Segment Open
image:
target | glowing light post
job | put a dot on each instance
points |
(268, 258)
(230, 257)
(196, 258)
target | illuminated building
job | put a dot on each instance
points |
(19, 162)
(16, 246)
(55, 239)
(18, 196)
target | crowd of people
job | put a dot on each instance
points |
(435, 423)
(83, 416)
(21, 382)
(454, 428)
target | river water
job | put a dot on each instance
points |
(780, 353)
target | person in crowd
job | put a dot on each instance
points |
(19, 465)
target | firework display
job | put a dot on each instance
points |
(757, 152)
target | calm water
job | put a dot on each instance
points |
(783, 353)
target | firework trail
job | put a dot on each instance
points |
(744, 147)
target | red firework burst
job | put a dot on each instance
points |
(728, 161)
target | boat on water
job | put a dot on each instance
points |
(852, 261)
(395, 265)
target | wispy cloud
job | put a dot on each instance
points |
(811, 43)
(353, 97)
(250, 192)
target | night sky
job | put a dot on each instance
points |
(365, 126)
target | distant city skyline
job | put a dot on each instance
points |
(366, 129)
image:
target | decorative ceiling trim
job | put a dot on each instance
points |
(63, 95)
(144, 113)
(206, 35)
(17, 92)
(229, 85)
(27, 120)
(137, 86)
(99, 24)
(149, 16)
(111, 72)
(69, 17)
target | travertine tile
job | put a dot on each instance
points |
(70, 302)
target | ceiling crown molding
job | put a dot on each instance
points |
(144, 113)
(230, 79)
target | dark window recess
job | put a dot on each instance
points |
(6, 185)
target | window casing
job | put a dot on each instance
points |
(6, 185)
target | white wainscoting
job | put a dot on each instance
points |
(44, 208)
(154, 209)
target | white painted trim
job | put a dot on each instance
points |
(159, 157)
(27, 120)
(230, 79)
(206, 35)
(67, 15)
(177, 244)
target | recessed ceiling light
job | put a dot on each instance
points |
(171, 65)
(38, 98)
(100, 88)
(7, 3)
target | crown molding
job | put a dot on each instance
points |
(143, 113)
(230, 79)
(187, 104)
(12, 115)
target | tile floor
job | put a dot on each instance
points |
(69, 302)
Segment Closed
> [TASK]: Take the entries and copy them out exactly.

> [REPLY]:
image:
target | glowing light post
job | put a dot on each instance
points |
(268, 258)
(230, 257)
(196, 258)
target | illuminated building
job | put a dot on each instance
points |
(19, 162)
(16, 246)
(55, 239)
(18, 196)
target | crowd of people
job | put a dot on each instance
points |
(435, 423)
(83, 416)
(21, 382)
(454, 428)
target | river water
job | put a dot on each instance
points |
(780, 353)
target | person in crowd
job | put a dot on each instance
points |
(19, 465)
target | firework display
job | put a dot on each instance
points |
(757, 152)
target | calm water
job | put a dot on each instance
points |
(783, 353)
target | firework trail
job | put a dot on each instance
points |
(744, 147)
target | red firework burst
job | put a dot on each instance
points |
(728, 161)
target | boat on water
job | put a dot on each instance
points |
(852, 261)
(395, 265)
target | wispy cloud
job | put a dot on each instance
points |
(811, 43)
(353, 97)
(250, 192)
target | night sky
job | put a dot on each instance
points |
(365, 126)
target | distant city skyline
job | put a dot on each instance
points |
(366, 129)
image:
target | decorative ceiling trim
job | put a dot on each instance
points |
(63, 95)
(144, 113)
(206, 35)
(17, 92)
(229, 85)
(27, 120)
(137, 86)
(99, 24)
(149, 16)
(111, 72)
(69, 17)
target | travertine tile
job | put a dot on each instance
points |
(70, 302)
target | ceiling crown molding
job | put a dot on each instance
points |
(144, 113)
(230, 79)
target | dark window recess
job | put a dot on each instance
points |
(6, 185)
target | window casing
job | put a dot on each instance
points |
(6, 185)
target | white wainscoting
job | put a dot on each instance
points |
(44, 208)
(154, 209)
target | white painted trim
job | put a dot on each instance
points |
(159, 157)
(27, 120)
(230, 79)
(206, 35)
(67, 15)
(177, 244)
target | recessed ceiling light
job | put a dot on each instance
points |
(171, 65)
(38, 98)
(100, 88)
(7, 3)
target | crown molding
job | put a dot on each instance
points |
(143, 113)
(230, 79)
(187, 104)
(12, 115)
target | tile floor
job | put a dot on each instance
points |
(69, 302)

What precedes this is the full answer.